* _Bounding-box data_
- - - - - - -
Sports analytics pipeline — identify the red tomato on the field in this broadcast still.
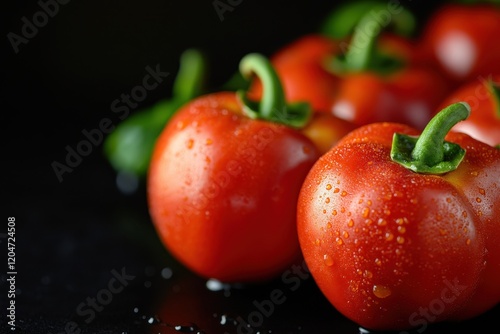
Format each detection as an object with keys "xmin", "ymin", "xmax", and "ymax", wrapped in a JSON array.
[
  {"xmin": 147, "ymin": 55, "xmax": 351, "ymax": 282},
  {"xmin": 297, "ymin": 102, "xmax": 500, "ymax": 332},
  {"xmin": 439, "ymin": 74, "xmax": 500, "ymax": 146},
  {"xmin": 417, "ymin": 3, "xmax": 500, "ymax": 85},
  {"xmin": 251, "ymin": 35, "xmax": 339, "ymax": 113}
]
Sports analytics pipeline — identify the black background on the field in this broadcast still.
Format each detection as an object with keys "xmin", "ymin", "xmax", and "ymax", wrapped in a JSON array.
[{"xmin": 0, "ymin": 0, "xmax": 499, "ymax": 334}]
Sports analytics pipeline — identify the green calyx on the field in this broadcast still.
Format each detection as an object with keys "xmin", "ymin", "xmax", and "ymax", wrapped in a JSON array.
[
  {"xmin": 487, "ymin": 80, "xmax": 500, "ymax": 119},
  {"xmin": 320, "ymin": 0, "xmax": 417, "ymax": 39},
  {"xmin": 391, "ymin": 102, "xmax": 470, "ymax": 174},
  {"xmin": 237, "ymin": 53, "xmax": 312, "ymax": 128},
  {"xmin": 330, "ymin": 9, "xmax": 404, "ymax": 75}
]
- - - - - - -
* _Do this_
Find every line in the data above that contains the word "identify", and copy each of those lines. Match case exactly.

* _Task answer_
Sports analytics pipeline — identify the red tomato on the field in this broadcast still.
Sports analytics pipeline — identify the black background on the field in this broadcast still.
Sports analytics pipeline — identify the green calyx on the field in this broadcast still.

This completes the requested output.